Aim of the exercise: Copy out the lines of the records below, and only those lines, from the one with "wasp in the image above." through the one with "purple flower cluster in the image above.", exactly as they appear.

Extracted data:
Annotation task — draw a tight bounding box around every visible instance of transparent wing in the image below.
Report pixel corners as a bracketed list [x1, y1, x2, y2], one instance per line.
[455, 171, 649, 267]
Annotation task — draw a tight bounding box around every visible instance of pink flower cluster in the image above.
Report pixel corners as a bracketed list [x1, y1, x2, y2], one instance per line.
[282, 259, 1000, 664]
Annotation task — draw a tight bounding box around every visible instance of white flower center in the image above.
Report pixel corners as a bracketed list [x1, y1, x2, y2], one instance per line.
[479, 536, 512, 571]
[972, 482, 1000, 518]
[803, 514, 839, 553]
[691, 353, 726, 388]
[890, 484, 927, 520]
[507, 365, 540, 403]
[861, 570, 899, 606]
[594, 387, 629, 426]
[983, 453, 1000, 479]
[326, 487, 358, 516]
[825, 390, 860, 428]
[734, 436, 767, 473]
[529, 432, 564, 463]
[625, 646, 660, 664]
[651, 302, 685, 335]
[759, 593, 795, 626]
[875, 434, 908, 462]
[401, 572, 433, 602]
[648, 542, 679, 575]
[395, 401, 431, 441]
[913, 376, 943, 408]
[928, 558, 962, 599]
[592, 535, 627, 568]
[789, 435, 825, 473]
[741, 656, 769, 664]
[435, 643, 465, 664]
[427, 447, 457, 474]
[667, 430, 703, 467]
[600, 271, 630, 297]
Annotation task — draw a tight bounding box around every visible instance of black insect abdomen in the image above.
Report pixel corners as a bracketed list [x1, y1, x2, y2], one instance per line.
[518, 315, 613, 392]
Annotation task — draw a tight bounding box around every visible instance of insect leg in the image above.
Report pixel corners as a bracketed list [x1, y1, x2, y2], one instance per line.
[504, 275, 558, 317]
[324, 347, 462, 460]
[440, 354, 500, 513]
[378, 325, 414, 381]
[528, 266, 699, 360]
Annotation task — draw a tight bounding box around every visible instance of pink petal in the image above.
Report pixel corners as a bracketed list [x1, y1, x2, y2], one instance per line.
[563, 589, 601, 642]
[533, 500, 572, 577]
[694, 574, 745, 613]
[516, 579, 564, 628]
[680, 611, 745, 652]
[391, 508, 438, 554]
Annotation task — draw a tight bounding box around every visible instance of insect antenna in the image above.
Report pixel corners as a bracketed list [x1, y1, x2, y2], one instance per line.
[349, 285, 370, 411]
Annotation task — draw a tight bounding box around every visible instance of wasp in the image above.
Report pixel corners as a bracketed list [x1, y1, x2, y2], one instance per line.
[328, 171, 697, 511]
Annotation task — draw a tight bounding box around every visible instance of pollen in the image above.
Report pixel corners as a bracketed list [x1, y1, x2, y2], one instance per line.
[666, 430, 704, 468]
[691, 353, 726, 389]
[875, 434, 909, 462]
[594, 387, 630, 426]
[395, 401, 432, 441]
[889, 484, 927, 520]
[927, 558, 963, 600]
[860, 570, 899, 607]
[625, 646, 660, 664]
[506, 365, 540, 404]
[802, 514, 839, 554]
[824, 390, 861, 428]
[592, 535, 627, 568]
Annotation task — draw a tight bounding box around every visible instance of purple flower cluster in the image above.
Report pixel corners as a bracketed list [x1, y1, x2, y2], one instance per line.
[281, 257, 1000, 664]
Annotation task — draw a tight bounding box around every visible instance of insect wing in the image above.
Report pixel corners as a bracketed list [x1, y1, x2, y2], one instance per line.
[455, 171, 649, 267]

Written response:
Annotation task — draw a tight bounding box around every visible instance of wasp in the image above.
Report pixel corners as a bracketed list [x1, y1, x2, y2], one instance per line.
[328, 171, 697, 511]
Annotation task — draw a tight bounding box around every visible instance of pollen in the image above.
Report pixel corners as a bracketed list [x1, y1, x2, y2], one instance per line.
[666, 430, 704, 468]
[691, 353, 726, 389]
[875, 434, 909, 462]
[594, 387, 630, 426]
[395, 401, 432, 441]
[889, 484, 927, 520]
[927, 558, 963, 600]
[860, 570, 899, 607]
[625, 646, 660, 664]
[506, 365, 540, 404]
[802, 514, 839, 554]
[824, 390, 861, 428]
[592, 535, 627, 568]
Annotation task — draw a tight bounding box around every visible instance of purple flower cluster in the image above.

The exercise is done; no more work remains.